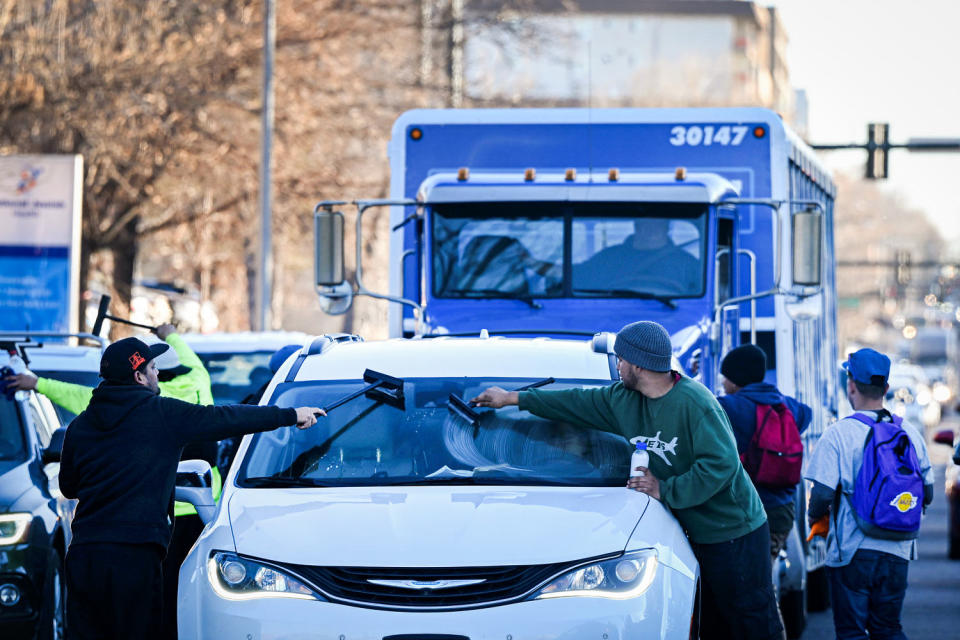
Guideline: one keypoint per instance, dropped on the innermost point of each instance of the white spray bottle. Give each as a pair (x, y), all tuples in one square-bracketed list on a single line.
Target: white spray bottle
[(639, 458)]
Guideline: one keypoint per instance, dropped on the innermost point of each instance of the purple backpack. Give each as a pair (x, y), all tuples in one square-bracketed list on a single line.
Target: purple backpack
[(888, 491)]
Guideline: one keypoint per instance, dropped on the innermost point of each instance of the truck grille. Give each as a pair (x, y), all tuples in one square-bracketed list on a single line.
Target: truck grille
[(490, 585)]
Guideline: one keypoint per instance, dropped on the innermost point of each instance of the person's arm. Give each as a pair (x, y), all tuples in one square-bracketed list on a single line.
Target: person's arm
[(199, 423), (72, 397), (588, 408), (715, 464)]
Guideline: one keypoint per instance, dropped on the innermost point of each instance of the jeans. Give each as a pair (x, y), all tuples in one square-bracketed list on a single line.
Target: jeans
[(737, 599), (868, 595)]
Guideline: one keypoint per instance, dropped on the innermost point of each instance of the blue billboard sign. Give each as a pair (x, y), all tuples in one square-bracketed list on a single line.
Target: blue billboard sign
[(40, 201)]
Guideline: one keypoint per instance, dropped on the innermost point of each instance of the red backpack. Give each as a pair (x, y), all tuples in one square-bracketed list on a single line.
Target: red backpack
[(775, 453)]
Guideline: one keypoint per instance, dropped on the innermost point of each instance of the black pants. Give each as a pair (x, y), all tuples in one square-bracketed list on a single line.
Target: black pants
[(186, 530), (868, 595), (113, 591), (737, 599)]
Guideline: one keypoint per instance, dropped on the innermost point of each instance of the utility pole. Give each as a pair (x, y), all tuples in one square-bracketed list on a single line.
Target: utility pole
[(878, 145), (265, 272)]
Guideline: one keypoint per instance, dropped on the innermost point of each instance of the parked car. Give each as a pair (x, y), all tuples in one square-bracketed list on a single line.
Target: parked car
[(34, 517), (238, 362), (396, 517)]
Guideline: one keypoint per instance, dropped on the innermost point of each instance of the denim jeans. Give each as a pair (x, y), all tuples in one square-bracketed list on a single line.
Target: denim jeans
[(868, 595)]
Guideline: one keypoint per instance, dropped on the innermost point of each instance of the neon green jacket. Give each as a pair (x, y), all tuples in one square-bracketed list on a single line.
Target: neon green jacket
[(192, 387)]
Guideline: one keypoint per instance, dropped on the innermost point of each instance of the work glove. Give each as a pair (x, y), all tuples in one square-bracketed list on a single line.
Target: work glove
[(820, 528)]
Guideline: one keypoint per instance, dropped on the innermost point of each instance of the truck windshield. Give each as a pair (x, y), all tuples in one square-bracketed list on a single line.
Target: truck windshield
[(364, 443), (553, 250)]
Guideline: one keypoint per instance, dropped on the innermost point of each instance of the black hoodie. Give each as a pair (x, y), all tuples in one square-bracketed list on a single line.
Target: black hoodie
[(120, 458)]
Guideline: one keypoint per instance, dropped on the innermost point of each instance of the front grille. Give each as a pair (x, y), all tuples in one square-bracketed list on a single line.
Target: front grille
[(499, 584)]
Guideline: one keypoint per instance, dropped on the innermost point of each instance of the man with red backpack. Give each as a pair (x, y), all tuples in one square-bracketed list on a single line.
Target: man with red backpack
[(767, 426), (872, 476)]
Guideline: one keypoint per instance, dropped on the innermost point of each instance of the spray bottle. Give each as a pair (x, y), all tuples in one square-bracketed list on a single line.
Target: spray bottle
[(639, 458)]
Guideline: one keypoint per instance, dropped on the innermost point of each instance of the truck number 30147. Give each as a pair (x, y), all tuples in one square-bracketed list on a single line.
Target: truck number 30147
[(708, 135)]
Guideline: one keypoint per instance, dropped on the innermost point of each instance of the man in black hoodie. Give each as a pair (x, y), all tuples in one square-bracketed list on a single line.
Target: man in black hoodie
[(120, 460), (744, 369)]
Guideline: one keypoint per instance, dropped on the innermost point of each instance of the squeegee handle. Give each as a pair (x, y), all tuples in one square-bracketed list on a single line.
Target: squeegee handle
[(130, 322), (346, 399), (535, 385)]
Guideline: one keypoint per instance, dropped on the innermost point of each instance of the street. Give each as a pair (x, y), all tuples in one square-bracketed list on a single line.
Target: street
[(931, 610)]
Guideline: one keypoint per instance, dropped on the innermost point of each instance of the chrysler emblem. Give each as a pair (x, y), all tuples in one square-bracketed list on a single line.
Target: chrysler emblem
[(425, 584)]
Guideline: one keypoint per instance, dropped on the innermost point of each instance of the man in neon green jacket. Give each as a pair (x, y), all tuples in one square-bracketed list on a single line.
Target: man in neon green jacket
[(182, 376)]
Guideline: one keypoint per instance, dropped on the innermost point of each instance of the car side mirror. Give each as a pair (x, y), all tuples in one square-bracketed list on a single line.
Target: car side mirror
[(194, 482), (944, 436), (807, 231), (328, 248), (54, 450)]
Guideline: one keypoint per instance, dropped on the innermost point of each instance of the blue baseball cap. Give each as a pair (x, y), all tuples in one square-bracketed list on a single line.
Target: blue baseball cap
[(867, 366)]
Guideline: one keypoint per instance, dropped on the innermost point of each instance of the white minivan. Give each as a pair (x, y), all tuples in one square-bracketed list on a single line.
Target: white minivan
[(398, 517)]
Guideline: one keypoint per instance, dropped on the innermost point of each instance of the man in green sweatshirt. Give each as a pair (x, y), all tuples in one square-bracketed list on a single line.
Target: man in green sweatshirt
[(181, 375), (694, 470)]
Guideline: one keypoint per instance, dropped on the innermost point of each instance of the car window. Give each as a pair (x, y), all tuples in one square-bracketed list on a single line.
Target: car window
[(12, 441), (234, 376), (366, 443)]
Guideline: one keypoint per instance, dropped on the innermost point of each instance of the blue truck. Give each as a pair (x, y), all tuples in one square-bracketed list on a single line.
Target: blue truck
[(717, 223)]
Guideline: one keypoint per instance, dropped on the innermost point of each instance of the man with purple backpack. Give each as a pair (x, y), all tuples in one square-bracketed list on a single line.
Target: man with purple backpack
[(872, 477), (757, 410)]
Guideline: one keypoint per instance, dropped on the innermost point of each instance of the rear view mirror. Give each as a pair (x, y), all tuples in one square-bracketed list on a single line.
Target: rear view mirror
[(55, 448), (807, 230), (944, 436), (194, 482), (328, 247)]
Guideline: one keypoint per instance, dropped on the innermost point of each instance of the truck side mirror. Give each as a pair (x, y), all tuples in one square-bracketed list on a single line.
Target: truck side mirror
[(328, 248), (807, 230)]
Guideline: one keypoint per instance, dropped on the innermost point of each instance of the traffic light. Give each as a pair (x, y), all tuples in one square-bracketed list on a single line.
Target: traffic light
[(878, 141)]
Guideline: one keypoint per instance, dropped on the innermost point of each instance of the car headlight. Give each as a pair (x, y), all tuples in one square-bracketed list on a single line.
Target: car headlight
[(619, 578), (236, 578), (14, 527)]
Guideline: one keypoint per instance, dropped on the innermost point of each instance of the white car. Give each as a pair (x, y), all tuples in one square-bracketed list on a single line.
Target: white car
[(387, 522)]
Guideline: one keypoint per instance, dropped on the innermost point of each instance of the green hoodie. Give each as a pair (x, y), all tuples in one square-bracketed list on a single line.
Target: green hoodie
[(692, 450), (192, 387)]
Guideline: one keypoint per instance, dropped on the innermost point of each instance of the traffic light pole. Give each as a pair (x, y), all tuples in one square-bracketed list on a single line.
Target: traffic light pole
[(878, 144)]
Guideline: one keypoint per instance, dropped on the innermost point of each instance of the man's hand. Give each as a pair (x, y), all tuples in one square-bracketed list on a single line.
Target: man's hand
[(307, 416), (22, 382), (647, 483), (497, 398), (165, 330)]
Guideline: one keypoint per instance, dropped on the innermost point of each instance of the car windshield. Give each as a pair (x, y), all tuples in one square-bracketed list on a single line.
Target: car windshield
[(12, 445), (571, 250), (367, 443), (85, 378), (234, 376)]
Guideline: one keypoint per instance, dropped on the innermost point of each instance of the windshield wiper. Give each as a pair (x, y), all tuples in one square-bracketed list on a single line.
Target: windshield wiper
[(283, 481), (631, 293), (497, 293)]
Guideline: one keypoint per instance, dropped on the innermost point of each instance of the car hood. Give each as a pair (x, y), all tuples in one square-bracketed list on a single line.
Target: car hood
[(433, 526)]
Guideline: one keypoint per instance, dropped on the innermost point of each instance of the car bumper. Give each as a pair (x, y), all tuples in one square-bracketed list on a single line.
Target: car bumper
[(663, 612)]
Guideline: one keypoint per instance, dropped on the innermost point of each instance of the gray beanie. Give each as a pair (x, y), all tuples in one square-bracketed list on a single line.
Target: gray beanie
[(644, 344)]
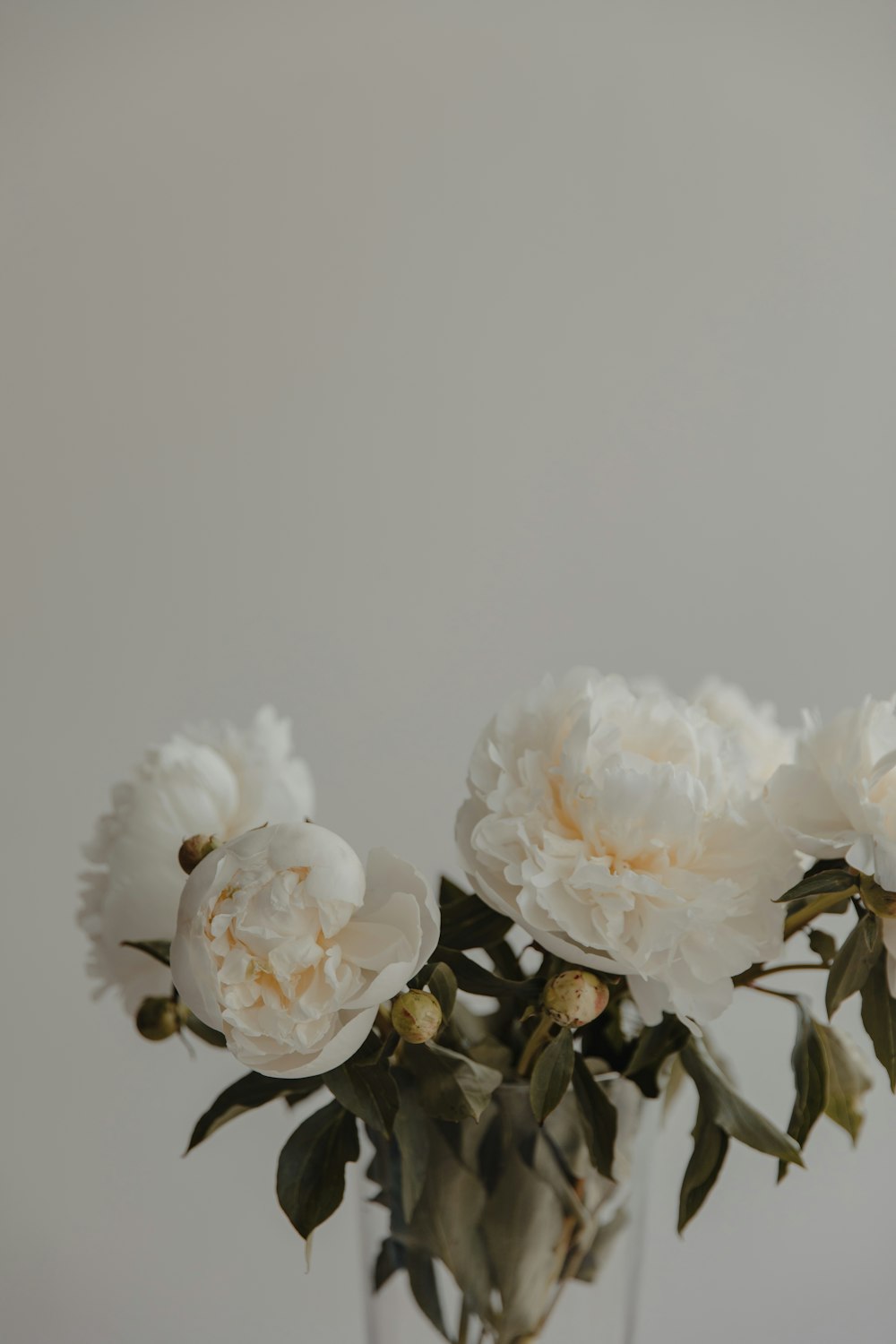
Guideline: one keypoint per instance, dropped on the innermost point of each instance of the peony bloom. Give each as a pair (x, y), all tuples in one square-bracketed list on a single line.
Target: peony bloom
[(211, 779), (289, 948), (619, 830), (763, 742), (839, 798)]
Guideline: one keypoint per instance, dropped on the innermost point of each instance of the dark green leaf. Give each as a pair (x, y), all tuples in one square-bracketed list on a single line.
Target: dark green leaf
[(368, 1091), (443, 984), (823, 945), (853, 962), (848, 1080), (477, 980), (710, 1148), (654, 1046), (731, 1112), (804, 911), (207, 1034), (447, 1220), (598, 1117), (809, 1062), (525, 1266), (452, 1086), (426, 1293), (247, 1093), (551, 1075), (156, 948), (390, 1260), (311, 1174), (831, 882), (466, 921), (413, 1139), (876, 898), (879, 1016)]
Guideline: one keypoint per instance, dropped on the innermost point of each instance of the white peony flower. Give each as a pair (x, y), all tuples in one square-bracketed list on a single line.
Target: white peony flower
[(755, 728), (288, 948), (839, 798), (618, 828), (215, 780)]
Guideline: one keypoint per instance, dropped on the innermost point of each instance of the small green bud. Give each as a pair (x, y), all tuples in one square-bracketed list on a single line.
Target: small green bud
[(194, 849), (575, 997), (417, 1016), (158, 1019)]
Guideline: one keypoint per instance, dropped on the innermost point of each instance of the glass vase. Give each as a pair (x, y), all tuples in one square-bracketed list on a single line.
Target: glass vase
[(500, 1231)]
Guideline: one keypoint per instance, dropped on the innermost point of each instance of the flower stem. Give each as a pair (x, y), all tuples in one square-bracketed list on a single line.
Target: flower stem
[(788, 965), (389, 1047)]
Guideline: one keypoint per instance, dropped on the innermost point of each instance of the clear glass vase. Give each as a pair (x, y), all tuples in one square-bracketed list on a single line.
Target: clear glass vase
[(503, 1233)]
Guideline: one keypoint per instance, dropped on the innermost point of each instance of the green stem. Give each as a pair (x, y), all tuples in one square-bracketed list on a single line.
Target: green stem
[(788, 965), (389, 1047)]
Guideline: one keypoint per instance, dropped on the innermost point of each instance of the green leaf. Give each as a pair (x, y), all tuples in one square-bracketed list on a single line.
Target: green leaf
[(207, 1034), (876, 898), (525, 1266), (702, 1172), (598, 1117), (390, 1260), (823, 945), (804, 913), (833, 882), (477, 980), (156, 948), (413, 1139), (879, 1016), (466, 921), (853, 962), (311, 1174), (443, 984), (247, 1093), (447, 1222), (368, 1091), (809, 1062), (848, 1080), (552, 1075), (731, 1112), (452, 1086), (653, 1048), (425, 1289)]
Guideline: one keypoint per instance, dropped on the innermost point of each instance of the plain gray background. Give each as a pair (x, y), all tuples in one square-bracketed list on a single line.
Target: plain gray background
[(374, 359)]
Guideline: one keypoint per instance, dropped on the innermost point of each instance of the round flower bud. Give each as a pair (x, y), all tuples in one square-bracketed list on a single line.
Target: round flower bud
[(194, 849), (158, 1019), (575, 997), (417, 1016)]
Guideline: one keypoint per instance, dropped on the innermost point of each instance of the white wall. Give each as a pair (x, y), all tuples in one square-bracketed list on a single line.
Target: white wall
[(374, 359)]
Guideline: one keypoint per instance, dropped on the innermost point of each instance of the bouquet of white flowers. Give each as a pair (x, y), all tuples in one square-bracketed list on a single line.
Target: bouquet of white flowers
[(633, 859)]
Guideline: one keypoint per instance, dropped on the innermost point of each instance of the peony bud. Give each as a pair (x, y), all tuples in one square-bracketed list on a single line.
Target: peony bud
[(158, 1019), (194, 849), (417, 1016), (575, 997)]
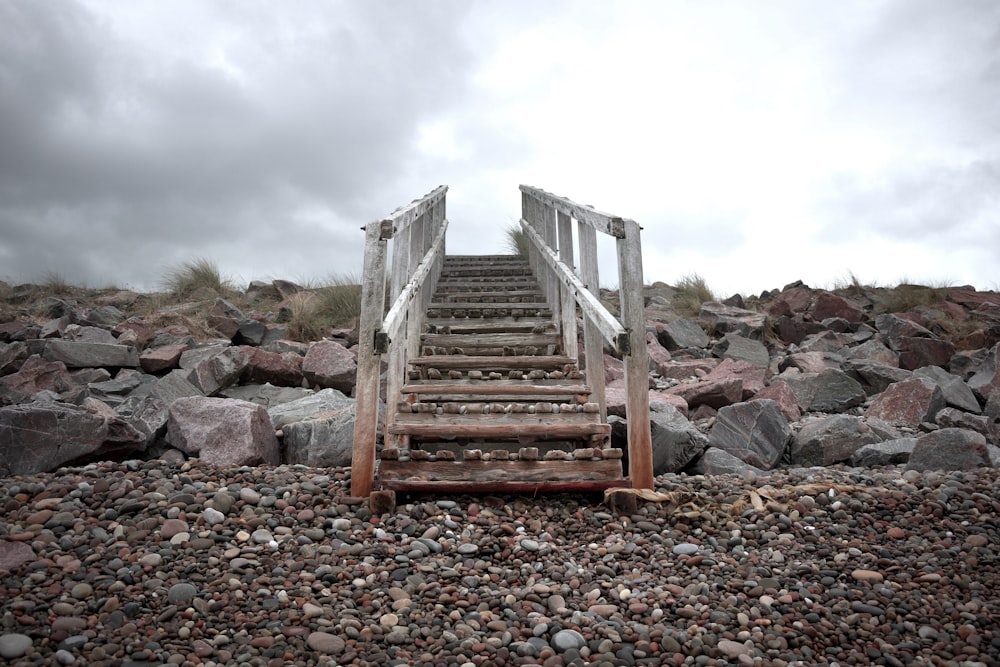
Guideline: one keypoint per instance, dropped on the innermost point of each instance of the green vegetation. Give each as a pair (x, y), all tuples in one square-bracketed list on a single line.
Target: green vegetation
[(516, 241), (194, 277), (691, 292)]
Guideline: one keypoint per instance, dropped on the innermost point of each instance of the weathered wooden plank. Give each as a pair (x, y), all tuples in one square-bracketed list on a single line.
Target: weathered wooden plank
[(481, 471), (467, 362)]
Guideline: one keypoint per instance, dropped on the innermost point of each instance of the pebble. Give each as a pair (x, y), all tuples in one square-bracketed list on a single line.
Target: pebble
[(282, 566)]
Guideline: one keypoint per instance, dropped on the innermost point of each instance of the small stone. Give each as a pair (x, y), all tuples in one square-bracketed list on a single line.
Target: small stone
[(14, 645)]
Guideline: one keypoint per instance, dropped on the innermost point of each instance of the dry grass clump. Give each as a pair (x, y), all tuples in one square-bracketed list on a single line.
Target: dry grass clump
[(691, 292), (197, 276), (516, 241), (314, 312)]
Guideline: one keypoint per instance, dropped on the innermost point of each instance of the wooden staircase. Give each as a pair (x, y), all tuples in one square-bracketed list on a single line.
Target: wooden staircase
[(491, 403)]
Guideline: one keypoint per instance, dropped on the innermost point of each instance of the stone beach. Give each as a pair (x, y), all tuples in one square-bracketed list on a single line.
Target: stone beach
[(156, 562)]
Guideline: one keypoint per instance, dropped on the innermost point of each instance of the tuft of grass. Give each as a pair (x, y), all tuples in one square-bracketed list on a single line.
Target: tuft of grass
[(691, 292), (516, 241), (314, 312), (196, 276)]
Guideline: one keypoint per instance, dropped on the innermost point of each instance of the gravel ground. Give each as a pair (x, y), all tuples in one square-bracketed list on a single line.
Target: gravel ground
[(146, 563)]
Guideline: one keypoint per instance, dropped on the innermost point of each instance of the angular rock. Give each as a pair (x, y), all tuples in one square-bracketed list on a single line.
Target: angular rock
[(36, 375), (713, 393), (326, 442), (829, 391), (722, 319), (917, 352), (682, 334), (40, 437), (89, 355), (330, 365), (956, 392), (830, 305), (676, 441), (755, 432), (219, 371), (222, 431), (908, 403), (284, 370), (163, 358), (314, 406), (740, 348), (830, 440), (794, 301), (750, 375), (885, 453), (779, 392), (950, 449), (718, 462)]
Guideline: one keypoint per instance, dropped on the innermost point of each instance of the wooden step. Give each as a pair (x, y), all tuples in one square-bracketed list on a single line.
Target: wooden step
[(483, 363)]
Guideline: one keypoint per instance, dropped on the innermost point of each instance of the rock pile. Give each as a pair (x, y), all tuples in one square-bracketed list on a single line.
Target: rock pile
[(795, 377)]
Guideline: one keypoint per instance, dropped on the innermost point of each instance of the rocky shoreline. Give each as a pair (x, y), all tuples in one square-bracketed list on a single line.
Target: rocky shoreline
[(150, 562)]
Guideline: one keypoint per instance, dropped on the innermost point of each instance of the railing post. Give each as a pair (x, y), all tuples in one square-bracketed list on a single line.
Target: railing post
[(640, 451), (567, 307), (366, 393), (593, 346)]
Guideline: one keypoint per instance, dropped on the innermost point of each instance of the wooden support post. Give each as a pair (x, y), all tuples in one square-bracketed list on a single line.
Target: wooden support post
[(640, 449), (593, 347), (367, 387), (567, 309)]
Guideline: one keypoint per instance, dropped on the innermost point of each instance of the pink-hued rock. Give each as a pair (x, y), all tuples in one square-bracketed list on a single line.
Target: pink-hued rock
[(281, 370), (713, 393), (222, 431), (909, 402), (779, 392), (830, 305), (157, 359), (750, 375), (683, 369), (790, 302), (330, 364), (36, 375)]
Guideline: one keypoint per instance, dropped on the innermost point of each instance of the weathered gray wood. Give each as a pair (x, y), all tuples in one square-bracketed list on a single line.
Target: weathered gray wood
[(609, 327), (640, 450), (367, 384), (482, 471), (593, 349)]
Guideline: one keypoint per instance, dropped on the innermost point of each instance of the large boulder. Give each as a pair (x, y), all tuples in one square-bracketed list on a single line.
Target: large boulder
[(755, 432), (675, 440), (330, 365), (908, 403), (40, 437), (950, 449), (222, 431), (830, 440)]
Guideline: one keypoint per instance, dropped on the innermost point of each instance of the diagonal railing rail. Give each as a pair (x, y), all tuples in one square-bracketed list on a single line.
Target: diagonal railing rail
[(417, 232), (547, 221)]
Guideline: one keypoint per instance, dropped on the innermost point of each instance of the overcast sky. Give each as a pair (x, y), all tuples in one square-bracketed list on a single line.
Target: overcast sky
[(757, 143)]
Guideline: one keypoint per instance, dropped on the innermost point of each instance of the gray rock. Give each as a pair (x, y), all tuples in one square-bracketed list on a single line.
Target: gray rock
[(741, 348), (830, 440), (718, 462), (40, 437), (755, 432), (222, 431), (950, 449), (886, 453), (683, 333), (88, 355), (676, 441), (311, 406)]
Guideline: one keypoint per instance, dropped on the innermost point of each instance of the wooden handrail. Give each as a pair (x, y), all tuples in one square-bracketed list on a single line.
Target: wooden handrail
[(418, 234), (546, 220)]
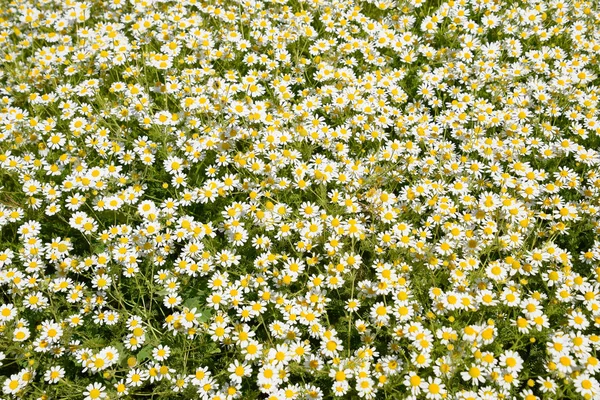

# What is being asked
State how many lines of the records contain the word "denim", and give only that number.

# Answer below
2